• [Exercise]:
Could you write out, unchanged, the stretch of entries below that runs from the very first line through the line containing "left=0, top=40, right=153, bottom=123"?

** start Material provided **

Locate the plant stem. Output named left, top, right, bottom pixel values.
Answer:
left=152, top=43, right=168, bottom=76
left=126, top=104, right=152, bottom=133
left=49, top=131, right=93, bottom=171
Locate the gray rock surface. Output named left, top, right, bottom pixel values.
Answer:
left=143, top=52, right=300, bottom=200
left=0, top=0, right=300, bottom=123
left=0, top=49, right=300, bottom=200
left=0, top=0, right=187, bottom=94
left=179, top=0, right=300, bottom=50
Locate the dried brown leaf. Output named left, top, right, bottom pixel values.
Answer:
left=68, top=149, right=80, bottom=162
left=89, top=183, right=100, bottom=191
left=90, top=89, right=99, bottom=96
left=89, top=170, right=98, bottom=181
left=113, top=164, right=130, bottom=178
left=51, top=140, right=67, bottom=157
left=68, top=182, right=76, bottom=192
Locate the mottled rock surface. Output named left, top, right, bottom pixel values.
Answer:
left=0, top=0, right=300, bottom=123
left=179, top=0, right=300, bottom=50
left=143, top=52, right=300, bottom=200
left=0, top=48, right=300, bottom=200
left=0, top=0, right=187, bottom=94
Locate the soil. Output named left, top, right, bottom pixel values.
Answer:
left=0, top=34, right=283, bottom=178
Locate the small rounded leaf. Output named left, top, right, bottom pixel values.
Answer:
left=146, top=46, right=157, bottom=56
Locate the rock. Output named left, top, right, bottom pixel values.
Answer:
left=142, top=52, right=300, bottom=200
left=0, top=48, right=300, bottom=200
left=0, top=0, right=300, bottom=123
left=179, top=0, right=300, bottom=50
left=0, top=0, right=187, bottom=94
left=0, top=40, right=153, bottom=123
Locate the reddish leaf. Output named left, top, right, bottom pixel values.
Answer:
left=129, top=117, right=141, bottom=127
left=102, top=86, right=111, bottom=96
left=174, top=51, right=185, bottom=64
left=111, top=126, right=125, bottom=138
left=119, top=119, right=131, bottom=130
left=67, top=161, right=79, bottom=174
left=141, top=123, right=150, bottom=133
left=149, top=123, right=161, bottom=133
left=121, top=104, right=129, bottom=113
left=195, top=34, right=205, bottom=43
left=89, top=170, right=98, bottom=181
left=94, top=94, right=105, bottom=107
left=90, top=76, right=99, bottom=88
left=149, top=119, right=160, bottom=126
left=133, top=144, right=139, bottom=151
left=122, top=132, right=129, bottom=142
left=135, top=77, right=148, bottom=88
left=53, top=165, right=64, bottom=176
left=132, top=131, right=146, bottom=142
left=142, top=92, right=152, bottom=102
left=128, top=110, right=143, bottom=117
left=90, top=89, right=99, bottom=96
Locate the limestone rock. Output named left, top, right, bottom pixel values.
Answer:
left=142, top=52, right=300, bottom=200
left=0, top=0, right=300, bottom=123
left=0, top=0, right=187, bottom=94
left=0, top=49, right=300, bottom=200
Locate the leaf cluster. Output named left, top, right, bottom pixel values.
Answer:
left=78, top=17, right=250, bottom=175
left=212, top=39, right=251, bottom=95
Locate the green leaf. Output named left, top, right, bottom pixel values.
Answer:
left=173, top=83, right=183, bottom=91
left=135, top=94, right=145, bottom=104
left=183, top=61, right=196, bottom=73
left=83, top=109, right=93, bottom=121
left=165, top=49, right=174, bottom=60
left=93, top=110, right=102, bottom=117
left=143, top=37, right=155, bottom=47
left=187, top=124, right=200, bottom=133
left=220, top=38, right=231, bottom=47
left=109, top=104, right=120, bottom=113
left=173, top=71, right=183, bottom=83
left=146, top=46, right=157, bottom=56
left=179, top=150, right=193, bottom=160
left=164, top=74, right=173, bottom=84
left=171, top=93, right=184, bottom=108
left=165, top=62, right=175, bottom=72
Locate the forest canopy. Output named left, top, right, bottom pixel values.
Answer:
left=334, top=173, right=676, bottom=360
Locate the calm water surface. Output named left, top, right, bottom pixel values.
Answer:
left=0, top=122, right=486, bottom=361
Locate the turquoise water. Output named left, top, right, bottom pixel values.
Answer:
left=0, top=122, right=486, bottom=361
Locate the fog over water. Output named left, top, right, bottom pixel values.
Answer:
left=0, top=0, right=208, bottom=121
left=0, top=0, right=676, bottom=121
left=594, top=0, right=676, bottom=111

** end Material provided **

• [Completed exercise]:
Locate the plant stem. Output named left, top, right, bottom pixel values.
Answer:
left=152, top=43, right=168, bottom=76
left=126, top=104, right=152, bottom=133
left=49, top=131, right=93, bottom=171
Locate the gray rock surface. Output named left, top, right, bottom pixel values.
Answer:
left=143, top=52, right=300, bottom=200
left=0, top=0, right=300, bottom=123
left=0, top=49, right=300, bottom=200
left=0, top=0, right=187, bottom=94
left=179, top=0, right=300, bottom=50
Locate the dried brown leaf. Output named left, top, right, bottom pixel values.
Answer:
left=68, top=149, right=80, bottom=162
left=89, top=183, right=100, bottom=191
left=90, top=89, right=99, bottom=96
left=89, top=170, right=98, bottom=181
left=113, top=164, right=130, bottom=178
left=51, top=140, right=67, bottom=157
left=68, top=182, right=76, bottom=192
Locate the mottled rock surface. Output named left, top, right, bottom pixel values.
Answer:
left=0, top=0, right=300, bottom=123
left=179, top=0, right=300, bottom=50
left=143, top=52, right=300, bottom=200
left=0, top=48, right=300, bottom=200
left=0, top=0, right=187, bottom=94
Locate the soil. Output named left, top, right, bottom pixel values.
Answer:
left=0, top=34, right=283, bottom=178
Locate the small rounded leaf. Output named left, top, right, bottom pixel values.
Answer:
left=146, top=46, right=157, bottom=56
Locate the rock. Output named left, top, right, bottom pixel values.
Answer:
left=142, top=52, right=300, bottom=200
left=0, top=48, right=300, bottom=200
left=0, top=0, right=300, bottom=123
left=179, top=0, right=300, bottom=50
left=0, top=0, right=187, bottom=94
left=0, top=40, right=153, bottom=123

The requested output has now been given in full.